Problem to work on
Show, from the entries below, every line in which "soldier" appears.

Input data
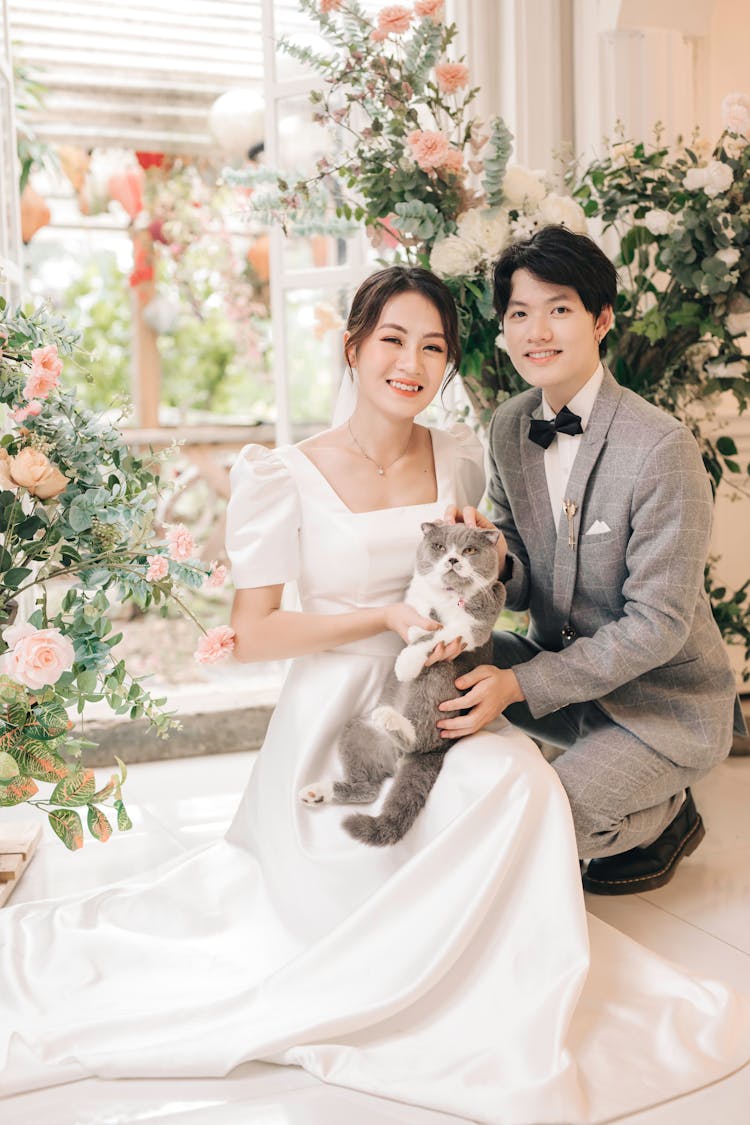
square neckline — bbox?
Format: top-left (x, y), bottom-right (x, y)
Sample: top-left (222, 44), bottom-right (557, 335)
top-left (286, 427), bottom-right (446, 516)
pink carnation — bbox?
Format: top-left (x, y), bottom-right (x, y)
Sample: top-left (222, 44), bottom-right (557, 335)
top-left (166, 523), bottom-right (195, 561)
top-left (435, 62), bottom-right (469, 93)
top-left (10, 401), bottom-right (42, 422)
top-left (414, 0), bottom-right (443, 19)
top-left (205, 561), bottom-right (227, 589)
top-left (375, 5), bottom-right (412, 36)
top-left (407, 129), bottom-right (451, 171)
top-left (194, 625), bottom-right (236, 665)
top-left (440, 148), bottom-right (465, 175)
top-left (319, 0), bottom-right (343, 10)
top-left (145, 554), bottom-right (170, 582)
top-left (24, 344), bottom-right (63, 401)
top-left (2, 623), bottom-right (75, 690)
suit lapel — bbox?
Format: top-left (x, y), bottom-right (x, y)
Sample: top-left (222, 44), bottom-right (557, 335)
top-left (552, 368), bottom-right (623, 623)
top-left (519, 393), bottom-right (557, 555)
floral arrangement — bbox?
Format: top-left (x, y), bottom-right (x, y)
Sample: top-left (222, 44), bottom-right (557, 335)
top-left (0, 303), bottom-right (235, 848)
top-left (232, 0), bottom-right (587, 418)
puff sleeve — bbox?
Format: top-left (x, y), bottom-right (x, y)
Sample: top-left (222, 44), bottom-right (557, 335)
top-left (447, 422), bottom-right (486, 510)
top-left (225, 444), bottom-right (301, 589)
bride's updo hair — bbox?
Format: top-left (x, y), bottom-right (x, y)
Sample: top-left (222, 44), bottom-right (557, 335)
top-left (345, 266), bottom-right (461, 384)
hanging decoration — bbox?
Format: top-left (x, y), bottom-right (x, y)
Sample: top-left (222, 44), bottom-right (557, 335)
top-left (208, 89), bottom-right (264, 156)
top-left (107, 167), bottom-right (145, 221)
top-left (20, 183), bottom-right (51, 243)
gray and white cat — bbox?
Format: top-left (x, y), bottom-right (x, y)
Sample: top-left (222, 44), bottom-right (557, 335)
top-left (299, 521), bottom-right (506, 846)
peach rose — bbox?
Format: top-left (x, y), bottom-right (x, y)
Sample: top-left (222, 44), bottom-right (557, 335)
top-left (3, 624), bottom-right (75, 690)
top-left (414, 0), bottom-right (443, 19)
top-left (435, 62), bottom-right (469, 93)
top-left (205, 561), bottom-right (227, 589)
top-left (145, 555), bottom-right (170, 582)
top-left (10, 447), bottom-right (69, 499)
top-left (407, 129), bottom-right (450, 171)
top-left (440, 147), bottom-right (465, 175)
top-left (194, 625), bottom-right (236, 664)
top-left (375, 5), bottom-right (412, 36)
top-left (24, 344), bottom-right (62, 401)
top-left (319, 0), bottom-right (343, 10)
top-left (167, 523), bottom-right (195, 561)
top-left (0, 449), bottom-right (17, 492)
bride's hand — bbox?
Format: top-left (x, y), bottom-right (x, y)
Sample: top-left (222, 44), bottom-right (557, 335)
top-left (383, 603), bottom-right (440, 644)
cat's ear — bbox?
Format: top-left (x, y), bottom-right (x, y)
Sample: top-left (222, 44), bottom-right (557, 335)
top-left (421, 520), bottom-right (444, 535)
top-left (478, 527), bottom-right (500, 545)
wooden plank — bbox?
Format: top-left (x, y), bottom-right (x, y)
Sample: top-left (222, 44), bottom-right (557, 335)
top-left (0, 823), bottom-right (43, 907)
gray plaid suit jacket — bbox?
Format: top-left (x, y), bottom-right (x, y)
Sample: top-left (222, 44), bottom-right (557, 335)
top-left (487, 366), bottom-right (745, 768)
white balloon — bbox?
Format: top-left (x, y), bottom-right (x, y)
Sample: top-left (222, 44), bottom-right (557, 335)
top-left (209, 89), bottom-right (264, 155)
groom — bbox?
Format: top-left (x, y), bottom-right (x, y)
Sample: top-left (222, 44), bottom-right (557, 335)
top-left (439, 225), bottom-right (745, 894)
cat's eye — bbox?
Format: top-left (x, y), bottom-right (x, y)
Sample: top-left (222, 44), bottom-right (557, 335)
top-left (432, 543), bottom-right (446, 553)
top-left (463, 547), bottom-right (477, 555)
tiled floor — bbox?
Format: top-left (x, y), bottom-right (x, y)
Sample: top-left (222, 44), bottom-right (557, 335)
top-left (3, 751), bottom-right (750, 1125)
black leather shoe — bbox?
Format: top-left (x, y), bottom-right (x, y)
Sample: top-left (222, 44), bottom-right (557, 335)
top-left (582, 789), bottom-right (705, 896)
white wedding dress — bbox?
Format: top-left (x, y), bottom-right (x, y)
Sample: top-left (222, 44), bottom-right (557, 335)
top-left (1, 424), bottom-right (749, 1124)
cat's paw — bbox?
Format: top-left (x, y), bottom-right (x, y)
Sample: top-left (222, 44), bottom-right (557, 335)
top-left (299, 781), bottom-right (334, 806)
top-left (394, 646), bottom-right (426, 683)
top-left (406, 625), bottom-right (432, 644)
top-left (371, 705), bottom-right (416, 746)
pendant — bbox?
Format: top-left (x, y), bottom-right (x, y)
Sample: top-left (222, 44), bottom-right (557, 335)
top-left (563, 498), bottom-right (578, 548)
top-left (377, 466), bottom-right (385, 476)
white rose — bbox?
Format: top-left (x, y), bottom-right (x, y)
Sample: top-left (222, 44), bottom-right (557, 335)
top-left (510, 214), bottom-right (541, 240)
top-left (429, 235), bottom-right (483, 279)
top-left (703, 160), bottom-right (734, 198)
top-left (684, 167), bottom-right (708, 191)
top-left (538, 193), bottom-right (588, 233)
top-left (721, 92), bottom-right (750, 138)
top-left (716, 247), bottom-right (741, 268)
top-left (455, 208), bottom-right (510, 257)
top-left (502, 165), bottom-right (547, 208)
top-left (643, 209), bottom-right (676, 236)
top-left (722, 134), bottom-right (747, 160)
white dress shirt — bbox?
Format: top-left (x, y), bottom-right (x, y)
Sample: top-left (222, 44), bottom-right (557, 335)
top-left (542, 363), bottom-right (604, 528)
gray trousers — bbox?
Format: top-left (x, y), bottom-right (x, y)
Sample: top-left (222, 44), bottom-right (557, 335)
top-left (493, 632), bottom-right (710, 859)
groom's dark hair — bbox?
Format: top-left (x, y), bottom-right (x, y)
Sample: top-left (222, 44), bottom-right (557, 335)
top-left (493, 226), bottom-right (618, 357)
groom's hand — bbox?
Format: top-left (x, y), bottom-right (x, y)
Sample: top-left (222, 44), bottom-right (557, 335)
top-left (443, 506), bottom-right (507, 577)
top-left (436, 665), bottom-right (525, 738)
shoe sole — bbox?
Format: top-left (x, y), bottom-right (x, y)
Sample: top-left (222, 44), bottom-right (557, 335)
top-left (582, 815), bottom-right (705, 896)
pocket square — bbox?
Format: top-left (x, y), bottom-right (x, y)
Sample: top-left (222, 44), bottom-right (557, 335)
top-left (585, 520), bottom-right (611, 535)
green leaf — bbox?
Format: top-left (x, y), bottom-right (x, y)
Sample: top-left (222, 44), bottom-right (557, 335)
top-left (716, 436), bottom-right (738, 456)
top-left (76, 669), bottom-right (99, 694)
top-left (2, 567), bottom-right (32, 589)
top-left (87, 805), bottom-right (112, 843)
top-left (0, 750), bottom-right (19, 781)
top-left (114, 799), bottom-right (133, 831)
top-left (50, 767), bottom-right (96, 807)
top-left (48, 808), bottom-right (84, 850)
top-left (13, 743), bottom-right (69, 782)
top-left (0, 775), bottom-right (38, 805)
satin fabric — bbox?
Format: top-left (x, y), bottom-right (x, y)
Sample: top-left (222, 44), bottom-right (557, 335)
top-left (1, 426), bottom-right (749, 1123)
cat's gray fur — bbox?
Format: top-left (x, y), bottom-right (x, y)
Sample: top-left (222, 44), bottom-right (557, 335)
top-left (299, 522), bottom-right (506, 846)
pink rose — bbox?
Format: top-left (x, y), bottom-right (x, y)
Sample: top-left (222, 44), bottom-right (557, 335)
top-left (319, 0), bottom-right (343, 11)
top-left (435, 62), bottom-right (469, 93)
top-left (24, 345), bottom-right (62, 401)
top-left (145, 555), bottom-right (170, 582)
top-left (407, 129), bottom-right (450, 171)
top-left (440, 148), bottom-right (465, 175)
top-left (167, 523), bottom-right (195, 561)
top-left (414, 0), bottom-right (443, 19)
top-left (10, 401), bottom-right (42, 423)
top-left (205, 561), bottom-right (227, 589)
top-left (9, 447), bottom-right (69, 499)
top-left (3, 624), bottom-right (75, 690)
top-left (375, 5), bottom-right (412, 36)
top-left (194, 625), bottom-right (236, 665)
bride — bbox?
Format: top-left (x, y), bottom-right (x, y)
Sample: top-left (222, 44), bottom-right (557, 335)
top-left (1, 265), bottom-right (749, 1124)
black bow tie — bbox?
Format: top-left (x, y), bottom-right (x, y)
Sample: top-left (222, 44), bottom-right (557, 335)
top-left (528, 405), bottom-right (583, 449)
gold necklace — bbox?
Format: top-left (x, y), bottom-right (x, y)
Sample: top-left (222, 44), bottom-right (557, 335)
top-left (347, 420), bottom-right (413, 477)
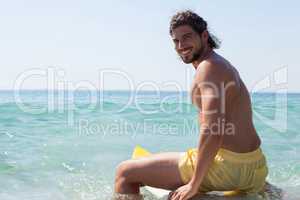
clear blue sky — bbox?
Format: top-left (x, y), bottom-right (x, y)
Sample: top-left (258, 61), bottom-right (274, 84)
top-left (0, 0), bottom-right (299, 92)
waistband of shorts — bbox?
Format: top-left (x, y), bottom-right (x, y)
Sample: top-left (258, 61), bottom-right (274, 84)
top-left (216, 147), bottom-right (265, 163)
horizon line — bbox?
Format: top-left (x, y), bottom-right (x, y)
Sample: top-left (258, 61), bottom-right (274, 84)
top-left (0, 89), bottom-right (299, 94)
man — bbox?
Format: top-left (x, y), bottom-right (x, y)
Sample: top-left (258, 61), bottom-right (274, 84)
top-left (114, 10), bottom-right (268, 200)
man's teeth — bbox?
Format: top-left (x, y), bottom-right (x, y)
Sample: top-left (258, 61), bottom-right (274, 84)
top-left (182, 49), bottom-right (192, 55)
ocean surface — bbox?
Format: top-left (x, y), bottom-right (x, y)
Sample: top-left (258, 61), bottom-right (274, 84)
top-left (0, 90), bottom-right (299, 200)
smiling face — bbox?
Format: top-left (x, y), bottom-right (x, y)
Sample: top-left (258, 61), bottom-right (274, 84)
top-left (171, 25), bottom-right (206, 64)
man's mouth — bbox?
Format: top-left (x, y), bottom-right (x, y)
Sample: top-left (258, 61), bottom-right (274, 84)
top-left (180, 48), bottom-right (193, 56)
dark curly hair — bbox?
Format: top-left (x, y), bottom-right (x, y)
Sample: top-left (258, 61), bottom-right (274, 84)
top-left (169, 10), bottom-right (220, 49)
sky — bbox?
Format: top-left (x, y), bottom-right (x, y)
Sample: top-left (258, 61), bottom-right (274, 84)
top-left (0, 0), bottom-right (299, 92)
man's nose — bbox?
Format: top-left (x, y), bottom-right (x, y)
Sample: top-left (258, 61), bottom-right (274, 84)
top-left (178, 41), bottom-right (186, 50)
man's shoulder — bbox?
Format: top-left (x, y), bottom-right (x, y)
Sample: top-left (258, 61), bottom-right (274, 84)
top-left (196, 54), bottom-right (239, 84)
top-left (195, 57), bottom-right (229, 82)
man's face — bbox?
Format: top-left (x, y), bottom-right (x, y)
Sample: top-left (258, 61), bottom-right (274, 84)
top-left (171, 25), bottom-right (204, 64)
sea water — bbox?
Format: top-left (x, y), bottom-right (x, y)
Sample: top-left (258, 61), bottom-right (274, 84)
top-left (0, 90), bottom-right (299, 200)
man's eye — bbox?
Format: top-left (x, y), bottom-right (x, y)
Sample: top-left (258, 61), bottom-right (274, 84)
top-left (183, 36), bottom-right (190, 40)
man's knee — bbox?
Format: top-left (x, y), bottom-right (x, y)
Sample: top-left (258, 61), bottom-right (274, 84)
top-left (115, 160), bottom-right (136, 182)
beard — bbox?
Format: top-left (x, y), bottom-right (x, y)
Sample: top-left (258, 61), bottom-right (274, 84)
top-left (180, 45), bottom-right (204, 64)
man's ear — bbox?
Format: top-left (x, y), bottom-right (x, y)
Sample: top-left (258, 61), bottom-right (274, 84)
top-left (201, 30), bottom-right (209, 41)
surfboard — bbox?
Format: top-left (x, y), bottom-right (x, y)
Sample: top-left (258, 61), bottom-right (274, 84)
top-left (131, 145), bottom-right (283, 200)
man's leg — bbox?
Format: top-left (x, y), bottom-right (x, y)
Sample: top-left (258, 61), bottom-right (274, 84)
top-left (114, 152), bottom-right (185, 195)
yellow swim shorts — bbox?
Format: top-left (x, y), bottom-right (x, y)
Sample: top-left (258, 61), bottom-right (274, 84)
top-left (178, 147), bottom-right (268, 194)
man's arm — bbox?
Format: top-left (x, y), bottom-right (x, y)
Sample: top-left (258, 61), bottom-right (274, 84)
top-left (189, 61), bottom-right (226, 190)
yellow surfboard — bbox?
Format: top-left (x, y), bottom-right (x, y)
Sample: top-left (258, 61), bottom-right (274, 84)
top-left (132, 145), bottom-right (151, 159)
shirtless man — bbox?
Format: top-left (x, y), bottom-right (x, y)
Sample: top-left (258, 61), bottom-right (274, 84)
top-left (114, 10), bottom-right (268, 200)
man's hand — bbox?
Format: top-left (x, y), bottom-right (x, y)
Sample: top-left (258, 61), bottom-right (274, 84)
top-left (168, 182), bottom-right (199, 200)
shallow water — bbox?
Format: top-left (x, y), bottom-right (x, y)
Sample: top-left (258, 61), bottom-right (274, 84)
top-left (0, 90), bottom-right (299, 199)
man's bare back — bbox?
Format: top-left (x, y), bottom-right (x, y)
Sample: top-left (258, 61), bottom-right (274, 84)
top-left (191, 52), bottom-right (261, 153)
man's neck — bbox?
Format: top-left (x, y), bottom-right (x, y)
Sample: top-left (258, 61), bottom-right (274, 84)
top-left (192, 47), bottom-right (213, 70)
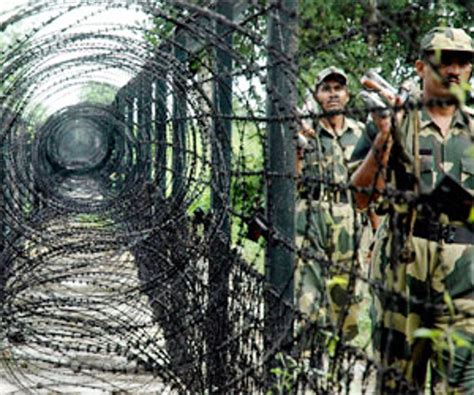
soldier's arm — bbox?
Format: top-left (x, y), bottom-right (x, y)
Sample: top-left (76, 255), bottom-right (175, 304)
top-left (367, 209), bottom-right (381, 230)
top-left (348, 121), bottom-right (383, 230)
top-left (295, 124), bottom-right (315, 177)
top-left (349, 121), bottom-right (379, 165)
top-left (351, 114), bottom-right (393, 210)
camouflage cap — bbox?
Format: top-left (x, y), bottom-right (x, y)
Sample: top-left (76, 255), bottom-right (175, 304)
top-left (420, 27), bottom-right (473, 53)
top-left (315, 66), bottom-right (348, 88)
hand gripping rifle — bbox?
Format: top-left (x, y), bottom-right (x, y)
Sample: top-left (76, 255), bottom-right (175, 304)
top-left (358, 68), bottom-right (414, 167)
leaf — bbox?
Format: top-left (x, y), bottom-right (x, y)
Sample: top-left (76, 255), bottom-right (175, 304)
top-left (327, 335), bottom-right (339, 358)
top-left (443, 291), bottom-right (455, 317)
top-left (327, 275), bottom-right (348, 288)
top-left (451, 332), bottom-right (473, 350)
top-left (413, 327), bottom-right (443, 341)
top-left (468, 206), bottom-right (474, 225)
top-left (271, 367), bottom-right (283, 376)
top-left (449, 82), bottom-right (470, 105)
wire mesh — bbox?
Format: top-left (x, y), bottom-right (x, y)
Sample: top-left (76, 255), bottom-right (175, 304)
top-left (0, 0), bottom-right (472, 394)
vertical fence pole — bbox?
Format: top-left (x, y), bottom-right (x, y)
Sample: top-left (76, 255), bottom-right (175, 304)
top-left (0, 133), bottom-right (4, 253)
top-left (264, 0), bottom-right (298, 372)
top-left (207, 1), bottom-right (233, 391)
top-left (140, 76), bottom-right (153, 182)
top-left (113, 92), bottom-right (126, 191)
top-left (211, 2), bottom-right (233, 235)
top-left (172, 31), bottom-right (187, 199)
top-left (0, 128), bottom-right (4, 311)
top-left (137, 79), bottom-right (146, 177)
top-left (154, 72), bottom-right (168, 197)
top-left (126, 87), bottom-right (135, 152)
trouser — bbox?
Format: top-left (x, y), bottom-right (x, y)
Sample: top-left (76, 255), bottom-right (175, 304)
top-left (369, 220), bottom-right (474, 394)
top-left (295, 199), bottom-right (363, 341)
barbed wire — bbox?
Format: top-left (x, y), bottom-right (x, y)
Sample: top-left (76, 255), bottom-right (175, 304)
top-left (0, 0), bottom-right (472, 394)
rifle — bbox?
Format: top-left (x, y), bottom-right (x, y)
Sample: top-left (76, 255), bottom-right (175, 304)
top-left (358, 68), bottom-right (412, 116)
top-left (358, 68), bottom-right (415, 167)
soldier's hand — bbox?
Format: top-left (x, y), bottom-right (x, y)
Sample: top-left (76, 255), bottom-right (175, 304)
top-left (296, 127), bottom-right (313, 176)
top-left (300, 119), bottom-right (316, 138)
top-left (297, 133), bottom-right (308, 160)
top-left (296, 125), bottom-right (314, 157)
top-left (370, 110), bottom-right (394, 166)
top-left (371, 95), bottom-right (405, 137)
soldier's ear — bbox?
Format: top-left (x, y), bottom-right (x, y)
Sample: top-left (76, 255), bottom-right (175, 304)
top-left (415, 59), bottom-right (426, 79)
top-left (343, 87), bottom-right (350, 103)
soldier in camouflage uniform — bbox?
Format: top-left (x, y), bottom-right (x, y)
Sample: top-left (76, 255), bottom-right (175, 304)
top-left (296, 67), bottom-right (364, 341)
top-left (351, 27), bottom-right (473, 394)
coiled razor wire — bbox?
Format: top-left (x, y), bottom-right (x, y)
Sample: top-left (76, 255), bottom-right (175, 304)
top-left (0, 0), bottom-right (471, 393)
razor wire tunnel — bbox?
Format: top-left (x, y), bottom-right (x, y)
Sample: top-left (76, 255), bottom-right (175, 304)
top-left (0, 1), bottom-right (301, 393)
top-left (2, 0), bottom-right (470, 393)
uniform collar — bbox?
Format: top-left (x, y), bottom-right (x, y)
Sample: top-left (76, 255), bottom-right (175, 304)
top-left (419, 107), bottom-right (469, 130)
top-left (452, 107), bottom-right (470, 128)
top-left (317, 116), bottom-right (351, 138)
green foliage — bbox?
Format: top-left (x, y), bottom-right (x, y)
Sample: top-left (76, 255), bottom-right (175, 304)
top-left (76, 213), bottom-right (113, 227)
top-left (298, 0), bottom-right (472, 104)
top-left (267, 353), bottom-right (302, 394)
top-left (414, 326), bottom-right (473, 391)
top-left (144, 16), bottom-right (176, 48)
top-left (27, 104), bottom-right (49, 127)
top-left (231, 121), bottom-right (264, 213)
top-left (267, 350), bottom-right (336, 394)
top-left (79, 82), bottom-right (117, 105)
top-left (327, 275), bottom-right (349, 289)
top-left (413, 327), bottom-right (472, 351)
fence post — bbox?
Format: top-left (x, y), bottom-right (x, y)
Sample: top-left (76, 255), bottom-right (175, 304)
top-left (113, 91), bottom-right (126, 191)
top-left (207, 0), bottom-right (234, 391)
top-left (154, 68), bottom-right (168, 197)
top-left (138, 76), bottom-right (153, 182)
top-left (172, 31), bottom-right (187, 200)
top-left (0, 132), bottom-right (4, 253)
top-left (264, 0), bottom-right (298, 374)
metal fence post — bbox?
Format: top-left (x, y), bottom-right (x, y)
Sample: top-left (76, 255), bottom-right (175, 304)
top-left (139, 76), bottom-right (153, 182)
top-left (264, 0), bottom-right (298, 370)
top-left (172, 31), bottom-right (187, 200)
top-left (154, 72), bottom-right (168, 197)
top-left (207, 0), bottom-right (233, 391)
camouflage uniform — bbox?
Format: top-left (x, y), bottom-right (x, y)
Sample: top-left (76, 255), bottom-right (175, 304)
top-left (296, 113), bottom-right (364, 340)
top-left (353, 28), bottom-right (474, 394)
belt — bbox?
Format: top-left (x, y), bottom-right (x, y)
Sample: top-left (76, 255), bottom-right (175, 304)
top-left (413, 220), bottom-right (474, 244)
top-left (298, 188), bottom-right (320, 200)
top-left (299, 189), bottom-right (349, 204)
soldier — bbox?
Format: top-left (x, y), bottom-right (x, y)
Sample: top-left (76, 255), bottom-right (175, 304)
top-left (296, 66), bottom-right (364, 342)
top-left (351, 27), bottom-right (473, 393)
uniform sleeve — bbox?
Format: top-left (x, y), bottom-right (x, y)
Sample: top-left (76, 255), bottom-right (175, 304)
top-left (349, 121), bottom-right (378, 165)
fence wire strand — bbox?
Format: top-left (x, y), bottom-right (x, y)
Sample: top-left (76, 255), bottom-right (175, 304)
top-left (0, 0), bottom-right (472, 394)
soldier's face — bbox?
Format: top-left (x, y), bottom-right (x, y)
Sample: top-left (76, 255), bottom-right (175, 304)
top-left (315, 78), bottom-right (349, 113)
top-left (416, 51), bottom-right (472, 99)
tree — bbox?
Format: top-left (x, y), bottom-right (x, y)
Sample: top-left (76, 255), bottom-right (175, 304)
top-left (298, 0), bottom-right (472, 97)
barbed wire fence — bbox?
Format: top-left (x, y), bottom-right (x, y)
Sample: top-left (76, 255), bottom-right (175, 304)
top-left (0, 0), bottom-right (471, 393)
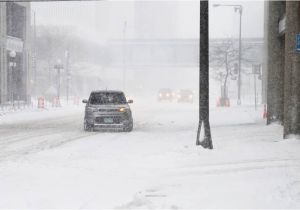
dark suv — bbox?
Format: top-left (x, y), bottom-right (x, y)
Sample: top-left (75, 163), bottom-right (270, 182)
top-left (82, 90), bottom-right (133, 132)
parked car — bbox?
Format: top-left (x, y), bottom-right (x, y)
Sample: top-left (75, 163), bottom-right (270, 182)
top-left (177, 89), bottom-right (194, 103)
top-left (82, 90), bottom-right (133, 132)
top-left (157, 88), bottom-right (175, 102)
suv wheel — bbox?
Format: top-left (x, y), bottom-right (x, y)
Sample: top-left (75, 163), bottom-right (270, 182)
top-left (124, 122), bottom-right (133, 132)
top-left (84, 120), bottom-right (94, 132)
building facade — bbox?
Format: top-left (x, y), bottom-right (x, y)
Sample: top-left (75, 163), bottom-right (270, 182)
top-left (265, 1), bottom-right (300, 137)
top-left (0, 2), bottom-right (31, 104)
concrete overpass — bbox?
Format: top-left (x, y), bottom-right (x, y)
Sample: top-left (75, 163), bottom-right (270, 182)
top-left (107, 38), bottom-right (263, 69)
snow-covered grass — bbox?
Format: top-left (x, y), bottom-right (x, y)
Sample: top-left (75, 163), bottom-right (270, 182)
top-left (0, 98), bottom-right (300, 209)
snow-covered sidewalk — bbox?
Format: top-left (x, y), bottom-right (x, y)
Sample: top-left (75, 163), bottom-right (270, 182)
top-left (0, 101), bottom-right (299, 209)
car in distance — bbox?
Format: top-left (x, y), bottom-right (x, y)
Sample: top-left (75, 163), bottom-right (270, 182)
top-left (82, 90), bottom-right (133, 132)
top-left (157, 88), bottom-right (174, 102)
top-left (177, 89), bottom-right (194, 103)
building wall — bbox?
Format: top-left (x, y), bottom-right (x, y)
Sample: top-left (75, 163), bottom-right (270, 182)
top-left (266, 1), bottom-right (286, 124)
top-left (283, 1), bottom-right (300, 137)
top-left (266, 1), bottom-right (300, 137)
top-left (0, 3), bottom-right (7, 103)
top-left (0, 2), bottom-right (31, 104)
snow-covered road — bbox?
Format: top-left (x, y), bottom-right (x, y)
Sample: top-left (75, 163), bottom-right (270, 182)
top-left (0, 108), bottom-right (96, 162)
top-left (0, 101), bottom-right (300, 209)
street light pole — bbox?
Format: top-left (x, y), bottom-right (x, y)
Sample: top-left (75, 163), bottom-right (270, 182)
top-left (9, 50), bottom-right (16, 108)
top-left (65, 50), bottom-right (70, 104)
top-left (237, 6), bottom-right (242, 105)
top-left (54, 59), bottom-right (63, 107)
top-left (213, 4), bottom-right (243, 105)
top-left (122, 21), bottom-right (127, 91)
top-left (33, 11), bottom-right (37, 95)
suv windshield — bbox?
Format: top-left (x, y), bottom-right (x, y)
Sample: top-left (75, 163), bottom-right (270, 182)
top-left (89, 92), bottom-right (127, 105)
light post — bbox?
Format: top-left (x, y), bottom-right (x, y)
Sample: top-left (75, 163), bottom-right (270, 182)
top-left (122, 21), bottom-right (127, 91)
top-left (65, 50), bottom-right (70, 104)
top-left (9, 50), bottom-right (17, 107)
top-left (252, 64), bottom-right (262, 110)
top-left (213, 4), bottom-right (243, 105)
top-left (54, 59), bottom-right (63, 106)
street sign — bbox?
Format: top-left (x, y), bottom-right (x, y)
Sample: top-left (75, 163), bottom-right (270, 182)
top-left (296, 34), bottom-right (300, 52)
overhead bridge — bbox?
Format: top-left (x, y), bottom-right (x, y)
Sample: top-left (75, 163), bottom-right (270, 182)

Task answer
soldier's arm — bbox?
soldier's hand — bbox?
soldier's ear — bbox?
soldier in camouflage uniform — bbox?
soldier — bbox?
soldier's face — bbox?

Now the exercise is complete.